TASKS FOR THIS EXERCISE:
(A) Name every regression coefficient that appears in the model equation in the forum thread on QR regression with measurement error.
(B) Extend the forum thread on QR regression with measurement error, starting after its last sentence.

GIVEN TEXT:
Linear Regression with QR decomposition AND error in predictors?

kaskogsholm · July 9, 2025, 5:57pm

I’m working on modeling a calibration process for spectroscopic measurements of turbidity in microtiter plates. The details aren’t super relevant, but we end up varying both the concentration of a standard, C_{std}, and the well volume, V_w (the volume of the solution loaded into each well) and measuring the absorbance of each well. The absorbance, A increases linearly with both variables under certain circumstances, but the relationship becomes non-linear at very high concentrations and for very long pathlengths (which are produced by very full wells, so a high well volume). So I end up with a polynomial regression with two predictors but significant correlation between the predictors. Here’s an example.

A = \beta_0 +\beta_1 V_w + \beta_2 V_w C_{std} + \beta_3 V_w^2 C_{std} + \beta_4 V_w C_{std}^2

The standard concentrations are prepared by serial dilution, so both the well volume and the standard concentrations have error introduced by the imperfections of the liquid handling robot we use. I have a decent generative model for the dilution error developed for a different purpose.

Long story short, I want to deal with both correlated predictors and measurement error.

I’ve read this part of the user guide, this blog post, and this part of the user guide, but I’m uncertain of the correct way to combine both the QR reparameterization and a model for measurement error into a single, correct program.

Are there any examples of this?

I’m also open to any suggestions for different approaches or suggestions. Polynomial regression is typical in the literature for these types of measurements, but I don’t know if it’s really the best approach.

caesoma · July 10, 2025, 10:37am

Isn’t what you want a combination of QR regression with error describe by a covariance matrix? If not, it’s not quite clear what is missing.

It’s not completely clear to me what do you mean by “measurement error”, is it that just assuming a gaussian likelihood with fixed variance wouldn’t be a good model?

Is this a model for the correlation between errors? If so, you should be able to multiply that by a fixed variance, use that as a prior for an inferred covariance matrix for you measurement error.

STORED ROWS:
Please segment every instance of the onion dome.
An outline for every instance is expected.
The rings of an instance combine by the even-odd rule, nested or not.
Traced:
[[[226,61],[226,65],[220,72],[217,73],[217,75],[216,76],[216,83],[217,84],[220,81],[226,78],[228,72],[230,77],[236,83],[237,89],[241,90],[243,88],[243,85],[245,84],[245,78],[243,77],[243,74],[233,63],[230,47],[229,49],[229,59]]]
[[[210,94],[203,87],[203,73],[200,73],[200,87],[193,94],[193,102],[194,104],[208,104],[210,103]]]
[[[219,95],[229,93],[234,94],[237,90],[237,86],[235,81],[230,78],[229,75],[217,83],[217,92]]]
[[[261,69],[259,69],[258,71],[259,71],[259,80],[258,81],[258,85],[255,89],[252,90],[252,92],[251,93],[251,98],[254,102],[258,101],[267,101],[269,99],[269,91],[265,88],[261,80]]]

---

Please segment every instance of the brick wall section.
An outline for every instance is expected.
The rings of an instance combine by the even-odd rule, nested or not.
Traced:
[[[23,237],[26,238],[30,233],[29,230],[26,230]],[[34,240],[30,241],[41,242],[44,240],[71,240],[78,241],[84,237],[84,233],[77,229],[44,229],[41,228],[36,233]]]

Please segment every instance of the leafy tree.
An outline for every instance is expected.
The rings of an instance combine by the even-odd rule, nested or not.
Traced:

* * *

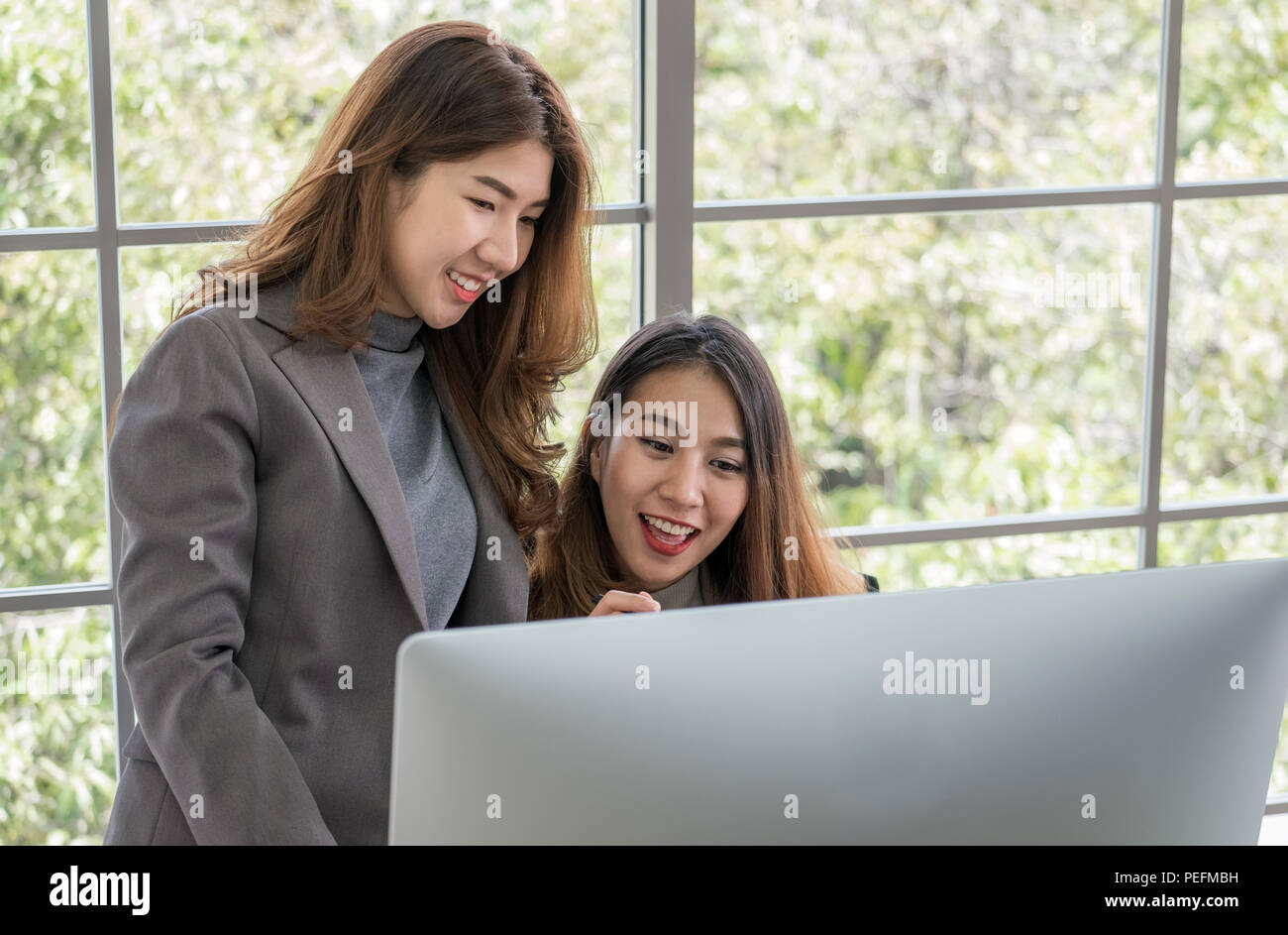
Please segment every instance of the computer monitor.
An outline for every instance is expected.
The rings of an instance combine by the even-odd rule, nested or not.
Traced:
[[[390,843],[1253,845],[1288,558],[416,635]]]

RESULTS:
(A) β_0, β_1, β_2, β_3, β_4

(B)
kaskogsholm · July 10, 2025, 12:29pm

I think what I’m missing must be basic enough to be really obvious to the more experienced. Here’s what I get when I try to naively combine the two examples in the user guide:

data {
  int<lower=0> N;   // number of data items
  int<lower=0> K;   // number of predictors
  matrix[N, K] x_meas;   // predictor matrix, but measured
  real<lower=0> tau;     // measurement noise
  vector[N] y;      // outcome vector
}
parameters {
  real alpha;           // intercept
  vector[K] theta;      // coefficients on Q_ast
  real<lower=0> sigma;  // error scale
  matrix[N, K] real x;    // unknown true values for the predictor matrix
}
transformed parameters {
  // Since the unmeasured, true, x is now a parameter, I assume I have to 
  // compute the QR decomposition in the transformed parameters block
  matrix[N, K] Q_ast;
  matrix[K, K] R_ast;
  matrix[K, K] R_ast_inverse;
  // thin and scale the QR decomposition
  Q_ast = qr_thin_Q(x) * sqrt(N - 1);
  R_ast = qr_thin_R(x) / sqrt(N - 1);
  R_ast_inverse = inverse(R_ast);
}
model {
  x_meas ~ normal(x, tau);    // measurement model
  y ~ normal(Q_ast * theta + alpha, sigma);  // data model
}
generated quantities {
  vector[K] beta;
  beta = R_ast_inverse * theta; // coefficients on x
}

Is this correct? And, is it a useful thing to do? If we compute the decomposition in the transformed parameters block, my understanding is that it will be computed pretty frequently, so it may no longer be worth it. Is there something better to do?

I am specifically talking about error between the actual value of an element in the predictor matrix and its “target” or measured value. The model for this variance is more complicated than gaussian noise, but the parameters of the model can be treated as fixed for this example.

To be more explicit, I have a robot that moves liquid samples around, and the error in the volume transferred has been measured. It looks like V_{actual} \sim N(V_{target}, g(V_{target})) where g is a linear function. The coefficient of variation basically ranges from 2-3% for very small volumes to 0.2-0.5% for larger volumes.

But the fill volume and the concentration of the standards, which are used to construct the predictor matrix, depend on multiple individual volume transfers. Since there is serial dilution, the most dilute standard concentration would be affected by the error in ~12 previous transfers.

Hopefully all that detail helps clear up what I’m talking about.

This is a bit beyond me. The model for error in the dilution series does result in errors that are correlated, but I don’t have an explicit correlation matrix.

spinkney · July 10, 2025, 1:19pm

What are you trying to accomplish with the fit of this model? Are you interested in predicting when this needs to be recalibrated or what covariate values indicate a recalibration?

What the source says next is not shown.